→ WHAT THIS TASK INVOLVES
Rewrite the part of the rows that opens at the start of the rows and closes with the line containing "left=360, top=210, right=373, bottom=224", both ends included, keeping every line and offsetting each number in the answer coordinates by 38. Reproduce only that part.
[start of DATA ENTRIES]
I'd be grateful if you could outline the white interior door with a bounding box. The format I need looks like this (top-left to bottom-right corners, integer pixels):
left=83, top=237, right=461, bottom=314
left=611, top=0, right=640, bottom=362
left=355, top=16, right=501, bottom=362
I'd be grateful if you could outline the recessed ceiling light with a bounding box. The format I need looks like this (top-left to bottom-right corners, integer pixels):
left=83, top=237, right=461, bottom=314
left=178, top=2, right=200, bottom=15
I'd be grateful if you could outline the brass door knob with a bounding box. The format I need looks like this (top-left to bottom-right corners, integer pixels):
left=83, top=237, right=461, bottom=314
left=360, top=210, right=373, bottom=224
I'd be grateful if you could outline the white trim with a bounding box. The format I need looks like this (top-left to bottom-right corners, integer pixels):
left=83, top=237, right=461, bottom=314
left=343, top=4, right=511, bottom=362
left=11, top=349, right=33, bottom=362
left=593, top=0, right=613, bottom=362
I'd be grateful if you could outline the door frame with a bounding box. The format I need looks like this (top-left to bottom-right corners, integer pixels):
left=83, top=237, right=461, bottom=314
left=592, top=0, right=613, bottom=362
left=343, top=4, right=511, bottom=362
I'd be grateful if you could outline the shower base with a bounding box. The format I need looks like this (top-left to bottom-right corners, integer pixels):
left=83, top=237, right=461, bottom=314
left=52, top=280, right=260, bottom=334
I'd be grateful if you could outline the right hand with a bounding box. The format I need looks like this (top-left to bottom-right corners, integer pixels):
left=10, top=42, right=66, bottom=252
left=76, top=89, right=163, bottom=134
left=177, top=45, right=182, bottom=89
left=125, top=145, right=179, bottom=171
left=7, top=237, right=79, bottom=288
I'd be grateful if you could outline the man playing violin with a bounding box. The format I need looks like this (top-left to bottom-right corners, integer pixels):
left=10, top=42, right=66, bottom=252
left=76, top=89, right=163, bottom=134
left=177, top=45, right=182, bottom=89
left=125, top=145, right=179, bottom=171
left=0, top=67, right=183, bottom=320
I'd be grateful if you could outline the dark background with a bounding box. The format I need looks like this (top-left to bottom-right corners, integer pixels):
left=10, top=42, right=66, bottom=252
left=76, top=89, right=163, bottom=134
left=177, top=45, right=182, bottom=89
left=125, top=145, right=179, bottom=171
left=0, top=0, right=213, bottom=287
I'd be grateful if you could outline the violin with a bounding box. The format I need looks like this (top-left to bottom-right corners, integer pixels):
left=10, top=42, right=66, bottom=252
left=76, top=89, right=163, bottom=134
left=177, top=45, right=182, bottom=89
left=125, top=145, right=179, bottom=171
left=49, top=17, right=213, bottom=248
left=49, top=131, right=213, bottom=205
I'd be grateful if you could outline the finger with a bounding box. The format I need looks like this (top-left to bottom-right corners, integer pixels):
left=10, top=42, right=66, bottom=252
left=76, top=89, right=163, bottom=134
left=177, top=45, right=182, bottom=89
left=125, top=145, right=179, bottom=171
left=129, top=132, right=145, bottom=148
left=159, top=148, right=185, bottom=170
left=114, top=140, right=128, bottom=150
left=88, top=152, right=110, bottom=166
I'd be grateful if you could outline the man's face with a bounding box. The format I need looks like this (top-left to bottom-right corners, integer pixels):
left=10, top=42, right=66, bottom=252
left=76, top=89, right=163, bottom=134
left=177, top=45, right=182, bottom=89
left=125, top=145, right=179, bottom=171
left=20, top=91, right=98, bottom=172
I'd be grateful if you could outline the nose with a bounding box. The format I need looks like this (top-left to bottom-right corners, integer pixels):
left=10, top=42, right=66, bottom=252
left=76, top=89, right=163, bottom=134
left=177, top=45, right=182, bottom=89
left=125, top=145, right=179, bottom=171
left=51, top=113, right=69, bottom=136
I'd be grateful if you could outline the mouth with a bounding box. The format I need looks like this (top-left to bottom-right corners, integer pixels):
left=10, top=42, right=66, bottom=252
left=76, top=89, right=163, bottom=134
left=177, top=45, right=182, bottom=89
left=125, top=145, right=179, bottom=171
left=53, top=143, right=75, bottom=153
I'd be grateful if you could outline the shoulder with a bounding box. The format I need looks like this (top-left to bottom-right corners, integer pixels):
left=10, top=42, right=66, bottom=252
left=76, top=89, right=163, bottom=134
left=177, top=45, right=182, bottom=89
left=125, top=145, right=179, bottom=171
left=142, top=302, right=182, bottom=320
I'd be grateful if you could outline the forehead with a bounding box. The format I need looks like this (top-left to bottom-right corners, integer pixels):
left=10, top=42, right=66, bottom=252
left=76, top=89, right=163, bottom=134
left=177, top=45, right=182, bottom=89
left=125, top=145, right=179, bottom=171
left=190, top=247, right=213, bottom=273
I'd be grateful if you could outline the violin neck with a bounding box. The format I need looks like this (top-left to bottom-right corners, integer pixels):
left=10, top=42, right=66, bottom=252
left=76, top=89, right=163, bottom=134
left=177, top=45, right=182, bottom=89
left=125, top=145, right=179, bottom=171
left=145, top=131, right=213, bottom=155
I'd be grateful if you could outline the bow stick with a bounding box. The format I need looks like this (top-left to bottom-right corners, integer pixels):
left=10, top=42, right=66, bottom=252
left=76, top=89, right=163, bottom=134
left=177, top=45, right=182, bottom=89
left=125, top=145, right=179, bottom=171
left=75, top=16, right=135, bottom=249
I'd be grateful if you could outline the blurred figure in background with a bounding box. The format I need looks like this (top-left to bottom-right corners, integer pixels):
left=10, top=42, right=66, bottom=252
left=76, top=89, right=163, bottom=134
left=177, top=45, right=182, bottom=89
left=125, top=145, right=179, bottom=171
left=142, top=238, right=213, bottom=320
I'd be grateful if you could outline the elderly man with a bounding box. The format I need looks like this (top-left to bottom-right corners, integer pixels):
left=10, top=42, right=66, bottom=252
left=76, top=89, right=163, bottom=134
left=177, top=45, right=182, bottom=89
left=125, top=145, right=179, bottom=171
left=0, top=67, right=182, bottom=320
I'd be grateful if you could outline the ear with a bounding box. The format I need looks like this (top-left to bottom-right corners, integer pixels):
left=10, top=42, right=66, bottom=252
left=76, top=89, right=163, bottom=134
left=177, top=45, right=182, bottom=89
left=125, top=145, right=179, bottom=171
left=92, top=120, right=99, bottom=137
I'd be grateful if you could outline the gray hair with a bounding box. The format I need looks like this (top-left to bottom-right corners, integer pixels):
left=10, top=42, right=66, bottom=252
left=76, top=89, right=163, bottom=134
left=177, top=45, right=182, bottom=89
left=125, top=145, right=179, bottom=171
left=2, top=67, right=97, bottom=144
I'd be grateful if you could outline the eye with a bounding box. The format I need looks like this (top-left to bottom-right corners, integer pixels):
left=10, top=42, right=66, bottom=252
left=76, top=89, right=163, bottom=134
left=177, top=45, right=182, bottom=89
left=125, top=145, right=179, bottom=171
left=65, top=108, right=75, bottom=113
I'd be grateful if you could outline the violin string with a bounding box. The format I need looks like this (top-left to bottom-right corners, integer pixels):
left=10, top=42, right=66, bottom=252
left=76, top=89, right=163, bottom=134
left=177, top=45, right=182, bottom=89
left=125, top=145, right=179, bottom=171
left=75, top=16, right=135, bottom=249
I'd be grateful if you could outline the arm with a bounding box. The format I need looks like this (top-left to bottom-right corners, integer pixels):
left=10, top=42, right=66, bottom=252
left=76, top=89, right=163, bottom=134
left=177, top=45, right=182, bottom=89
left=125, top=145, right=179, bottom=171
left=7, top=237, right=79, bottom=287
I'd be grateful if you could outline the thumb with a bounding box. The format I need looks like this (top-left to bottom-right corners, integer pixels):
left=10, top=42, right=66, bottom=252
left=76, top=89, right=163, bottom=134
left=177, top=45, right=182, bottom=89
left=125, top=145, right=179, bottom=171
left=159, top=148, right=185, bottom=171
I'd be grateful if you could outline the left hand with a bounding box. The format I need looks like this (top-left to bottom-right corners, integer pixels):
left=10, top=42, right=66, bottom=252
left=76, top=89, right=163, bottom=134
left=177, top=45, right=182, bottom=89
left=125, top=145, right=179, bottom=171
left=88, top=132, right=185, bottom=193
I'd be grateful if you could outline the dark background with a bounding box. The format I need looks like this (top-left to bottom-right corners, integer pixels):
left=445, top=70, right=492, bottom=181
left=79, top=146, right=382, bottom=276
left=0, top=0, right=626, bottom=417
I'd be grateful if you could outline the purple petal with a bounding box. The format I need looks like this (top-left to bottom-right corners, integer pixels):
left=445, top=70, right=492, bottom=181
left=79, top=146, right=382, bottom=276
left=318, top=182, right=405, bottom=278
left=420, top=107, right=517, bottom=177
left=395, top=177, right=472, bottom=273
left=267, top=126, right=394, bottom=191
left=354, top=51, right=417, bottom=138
[end of DATA ENTRIES]
→ COMPLETE ANSWER
I'd be grateful if you could outline the white interior door with a bounding box. The format I need looks like this (top-left to bottom-right corners, integer pixels):
left=83, top=237, right=461, bottom=314
left=649, top=38, right=678, bottom=400
left=393, top=54, right=539, bottom=400
I'd be grateful if you could outline the recessed ceiling light with a bounding box. The format I need looks like this (top-left to bottom-right corners, integer pixels):
left=83, top=237, right=461, bottom=314
left=216, top=40, right=238, bottom=53
I'd be grateful if you could outline the brass door knob with a bounding box. The format I need looks like this (top-left to bottom-right corners, integer pixels):
left=83, top=237, right=461, bottom=314
left=398, top=248, right=411, bottom=262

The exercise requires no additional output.